### WORK INSTRUCTION
Determine the number of lines below that contain the string "rough", and state only that number.

Recorded data
======
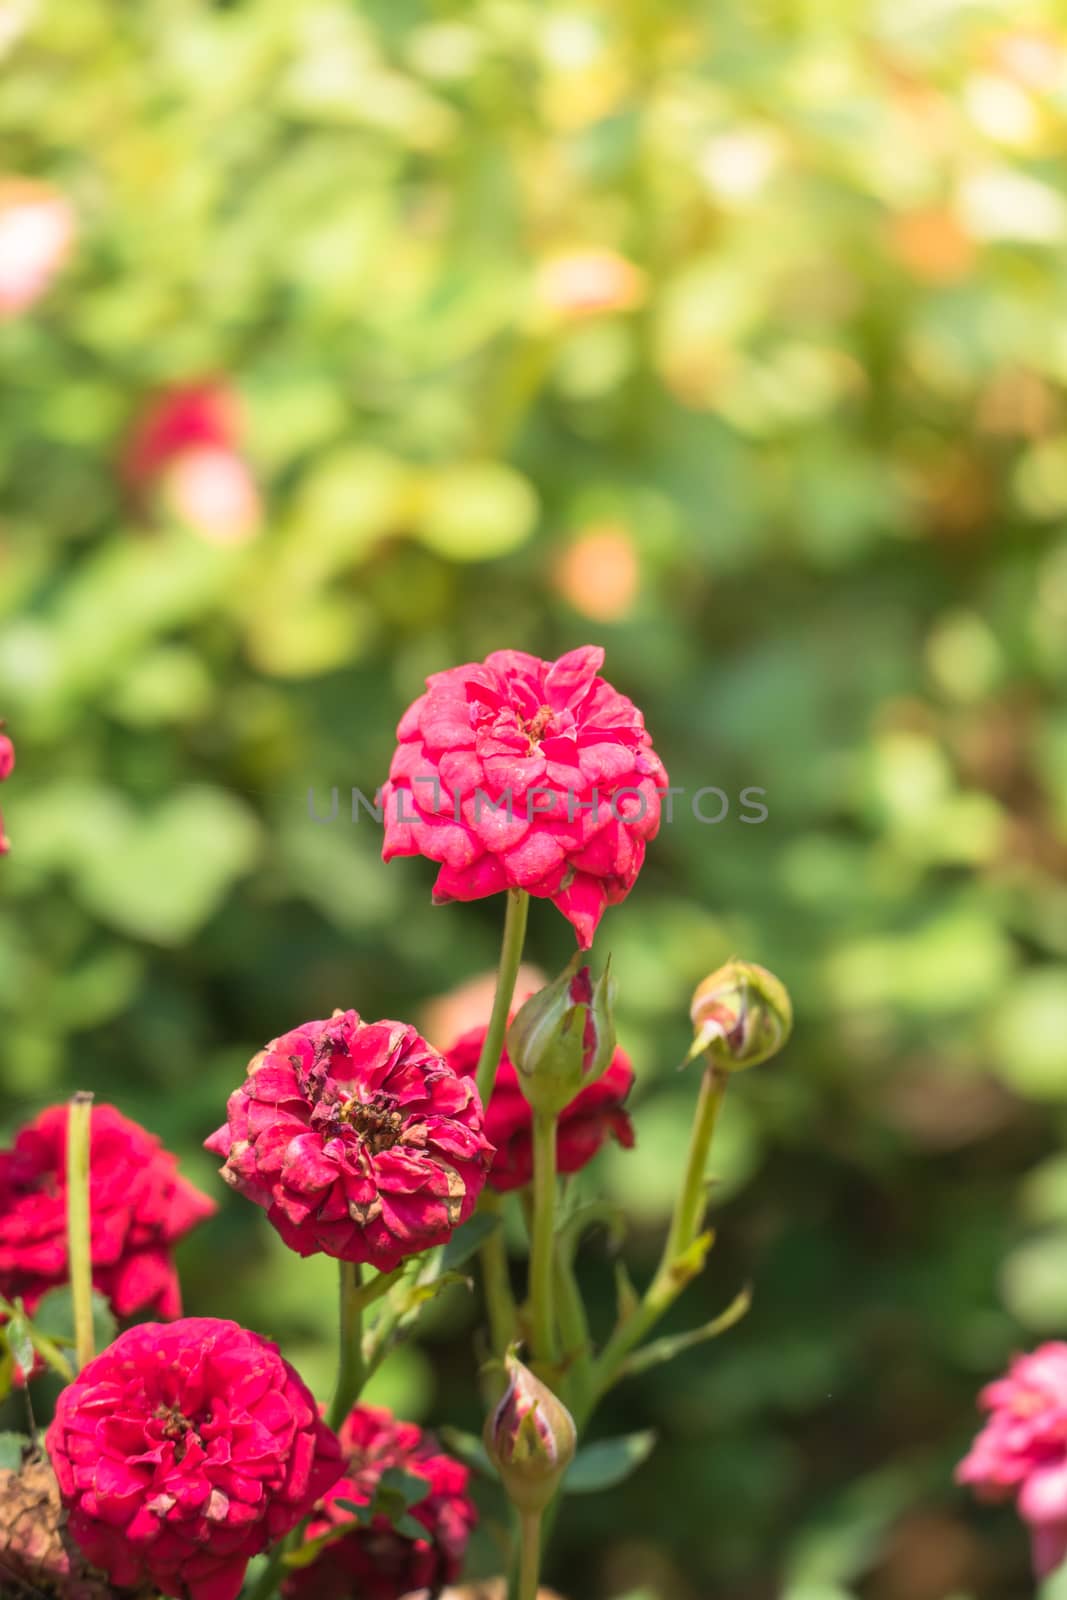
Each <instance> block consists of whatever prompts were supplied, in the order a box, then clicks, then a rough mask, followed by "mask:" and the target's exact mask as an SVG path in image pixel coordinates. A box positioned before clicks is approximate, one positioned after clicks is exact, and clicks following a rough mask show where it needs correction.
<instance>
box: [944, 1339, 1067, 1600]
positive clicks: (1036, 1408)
mask: <svg viewBox="0 0 1067 1600" xmlns="http://www.w3.org/2000/svg"><path fill="white" fill-rule="evenodd" d="M979 1405H981V1406H982V1410H984V1411H989V1421H987V1422H985V1427H984V1429H982V1432H981V1434H979V1435H977V1438H976V1440H974V1445H973V1446H971V1451H969V1454H968V1456H965V1459H963V1461H961V1462H960V1466H958V1469H957V1478H958V1482H960V1483H969V1485H973V1486H974V1490H976V1491H977V1494H979V1496H981V1498H984V1499H1009V1498H1013V1496H1014V1498H1016V1506H1017V1509H1019V1515H1021V1517H1022V1520H1024V1522H1025V1523H1029V1526H1030V1541H1032V1550H1033V1570H1035V1573H1037V1576H1038V1578H1046V1576H1048V1574H1049V1573H1053V1571H1054V1570H1056V1568H1057V1566H1059V1565H1061V1562H1062V1560H1064V1557H1067V1344H1041V1346H1040V1347H1038V1349H1037V1350H1033V1354H1032V1355H1019V1357H1016V1360H1014V1362H1013V1363H1011V1366H1009V1368H1008V1373H1006V1376H1005V1378H998V1379H997V1382H992V1384H987V1387H985V1389H982V1394H981V1395H979Z"/></svg>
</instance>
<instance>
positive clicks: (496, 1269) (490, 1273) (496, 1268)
mask: <svg viewBox="0 0 1067 1600" xmlns="http://www.w3.org/2000/svg"><path fill="white" fill-rule="evenodd" d="M480 1210H482V1211H485V1213H486V1216H498V1218H501V1226H499V1227H496V1229H493V1232H491V1234H490V1237H488V1238H486V1242H485V1245H483V1246H482V1250H480V1251H478V1259H480V1262H482V1293H483V1294H485V1309H486V1314H488V1318H490V1344H491V1349H493V1355H498V1357H502V1355H504V1354H506V1350H507V1347H509V1344H512V1341H514V1339H515V1333H517V1325H518V1314H517V1310H515V1296H514V1294H512V1282H510V1274H509V1270H507V1243H506V1240H504V1219H502V1211H504V1195H498V1194H491V1192H490V1190H483V1192H482V1200H480Z"/></svg>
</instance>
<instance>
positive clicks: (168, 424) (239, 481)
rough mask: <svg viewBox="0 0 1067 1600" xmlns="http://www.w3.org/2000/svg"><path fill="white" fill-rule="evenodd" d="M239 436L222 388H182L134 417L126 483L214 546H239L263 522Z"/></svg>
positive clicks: (131, 433) (254, 490) (182, 385)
======
### OUTPUT FOR THIS TASK
2